Step 3.   Work out the amount per year (if any) for rent assistance in accordance with paragraph 1070A(b).

Step 4.   Add up the amounts obtained in Steps 1, 1A, 2 and 3: the result is called the maximum payment rate.

Step 5.   Apply the ordinary income test using MODULE E below to work out the income reduction.

Note:  Module F contains provisions that may apply to working out the ordinary    income of a person, and the ordinary income of a partner of the person, for the      purposes of disability support pension.

Step 8.   Take the income reduction away from the maximum payment rate: the result is called the income reduced rate .

Step 9.   Apply the assets test using MODULE G below to work out the reduction for assets.

Step 10. Take the reduction for assets away from the maximum payment rate: the result is called the assets reduced rate.

Step 11. Compare the income reduced rate and the assets reduced rate: the lower of the 2 rates, or the income reduced rate if the rates are equal, is the provisional annual payment rate.

Step 12. The rate of pension is the amount obtained by:

(a) subtracting from the provisional annual payment rate any special employment advance deduction (see Part 3.16B); and

(b) if there is any amount remaining, subtracting from that amount any advance payment deduction (see Part 3.16A); and

(c) adding any amount payable by way of remote area allowance (see Module H).

Module E – Ordinary income test

Effect of income on maximum payment rate

1064‑E1  This is how to work out the effect of a person's ordinary income on the person's maximum payment rate:

Method statement

Step 1.   Work out the amount of the person's ordinary income on a yearly basis.

Note 1:       For the treatment of the ordinary income of members of a couple see           point 1064‑E2.

Note 2:      Module F contains provisions that may apply to working out the ordinary        income of a person, and the ordinary income of a partner of the person, for the      purposes of disability support pension.

### Set task 1:
Repeat both segmentation entries below, the one for vertical wood siding and the one for timber support post, word for word.

### Entries shown:
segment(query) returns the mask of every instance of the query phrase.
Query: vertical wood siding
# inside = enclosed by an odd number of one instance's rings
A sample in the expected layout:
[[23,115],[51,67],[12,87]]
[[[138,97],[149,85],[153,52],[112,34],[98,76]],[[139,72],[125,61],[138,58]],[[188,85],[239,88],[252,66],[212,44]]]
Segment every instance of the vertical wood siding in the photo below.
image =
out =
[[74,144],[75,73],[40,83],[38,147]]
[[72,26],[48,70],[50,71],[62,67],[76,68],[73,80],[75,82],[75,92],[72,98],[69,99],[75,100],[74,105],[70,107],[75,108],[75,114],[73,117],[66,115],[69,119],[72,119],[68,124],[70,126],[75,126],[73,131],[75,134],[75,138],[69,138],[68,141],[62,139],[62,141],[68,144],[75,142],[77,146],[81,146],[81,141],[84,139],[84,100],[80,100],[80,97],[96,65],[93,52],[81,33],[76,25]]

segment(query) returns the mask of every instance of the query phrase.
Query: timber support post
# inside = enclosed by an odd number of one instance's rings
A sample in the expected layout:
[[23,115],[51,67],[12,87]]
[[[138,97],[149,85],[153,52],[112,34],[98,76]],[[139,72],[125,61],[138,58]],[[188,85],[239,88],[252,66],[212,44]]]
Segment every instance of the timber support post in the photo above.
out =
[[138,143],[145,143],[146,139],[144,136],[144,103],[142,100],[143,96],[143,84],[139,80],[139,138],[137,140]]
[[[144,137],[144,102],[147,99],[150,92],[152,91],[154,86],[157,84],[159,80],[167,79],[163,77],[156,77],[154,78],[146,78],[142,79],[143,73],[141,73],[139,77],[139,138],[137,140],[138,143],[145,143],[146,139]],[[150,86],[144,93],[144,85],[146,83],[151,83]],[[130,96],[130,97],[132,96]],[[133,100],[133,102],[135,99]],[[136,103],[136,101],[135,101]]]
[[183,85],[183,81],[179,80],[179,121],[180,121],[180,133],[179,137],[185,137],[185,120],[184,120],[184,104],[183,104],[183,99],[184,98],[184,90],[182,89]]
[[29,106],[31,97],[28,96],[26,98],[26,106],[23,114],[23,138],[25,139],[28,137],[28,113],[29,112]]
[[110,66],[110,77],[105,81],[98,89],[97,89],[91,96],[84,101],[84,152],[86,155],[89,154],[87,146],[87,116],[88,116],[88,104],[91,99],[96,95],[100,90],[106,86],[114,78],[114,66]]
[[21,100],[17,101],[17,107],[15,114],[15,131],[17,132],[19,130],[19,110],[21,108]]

### Set task 2:
In the pension rate steps, what is the provisional annual payment rate?

### Response 1:
segment(query) returns the mask of every instance of the query phrase.
Query: vertical wood siding
# inside = enclosed by an odd number of one instance's rings
A sample in the expected layout:
[[23,115],[51,67],[12,87]]
[[[138,97],[149,85],[153,52],[112,34],[98,76]],[[139,72],[125,61],[138,58]],[[188,85],[239,88],[252,66],[212,44]]]
Segment every instance of the vertical wood siding in the photo below.
image =
out =
[[74,144],[75,73],[40,83],[38,147]]
[[72,26],[48,70],[50,71],[62,67],[76,68],[73,80],[75,82],[75,92],[72,98],[69,99],[75,100],[74,105],[70,107],[75,108],[75,114],[73,117],[66,115],[69,119],[72,119],[68,124],[70,126],[75,126],[73,131],[75,134],[75,138],[69,138],[68,141],[62,139],[62,141],[68,144],[75,142],[77,146],[81,146],[81,141],[84,139],[84,100],[80,100],[80,97],[96,65],[93,52],[81,33],[76,25]]

segment(query) returns the mask of every instance of the query phrase.
Query: timber support post
# inside = enclosed by an odd number of one instance's rings
A sample in the expected layout:
[[23,115],[51,67],[12,87]]
[[[138,97],[149,85],[153,52],[112,34],[98,76]],[[139,72],[125,61],[138,58]],[[188,85],[239,88],[252,66],[212,44]]]
Segment every instance of the timber support post in the photo above.
out =
[[138,143],[145,143],[146,139],[144,136],[144,103],[142,100],[143,96],[143,84],[139,80],[139,138],[137,140]]
[[[144,137],[144,102],[147,99],[150,92],[152,91],[154,86],[157,84],[159,80],[167,79],[163,77],[156,77],[154,78],[146,78],[142,79],[143,73],[141,73],[139,77],[139,138],[137,140],[138,143],[145,143],[146,139]],[[150,86],[144,93],[144,85],[146,83],[151,83]],[[130,96],[130,97],[132,96]],[[133,100],[133,102],[135,99]],[[136,103],[136,101],[135,101]]]
[[183,85],[183,81],[179,80],[179,121],[180,121],[180,133],[179,137],[185,137],[185,120],[184,120],[184,104],[183,104],[183,99],[184,98],[184,90],[182,89]]
[[29,106],[31,97],[28,96],[26,98],[26,106],[23,114],[23,138],[25,139],[28,137],[28,113],[29,112]]
[[110,66],[110,77],[105,81],[98,89],[97,89],[91,96],[84,101],[84,152],[86,155],[89,154],[87,146],[87,116],[88,116],[88,104],[91,99],[96,95],[100,90],[106,86],[114,78],[114,66]]
[[21,100],[17,101],[17,107],[15,114],[15,131],[17,132],[19,130],[19,110],[21,108]]

### Response 2:
It is the lower of the income reduced rate and the assets reduced rate, or the income reduced rate if the two rates are equal.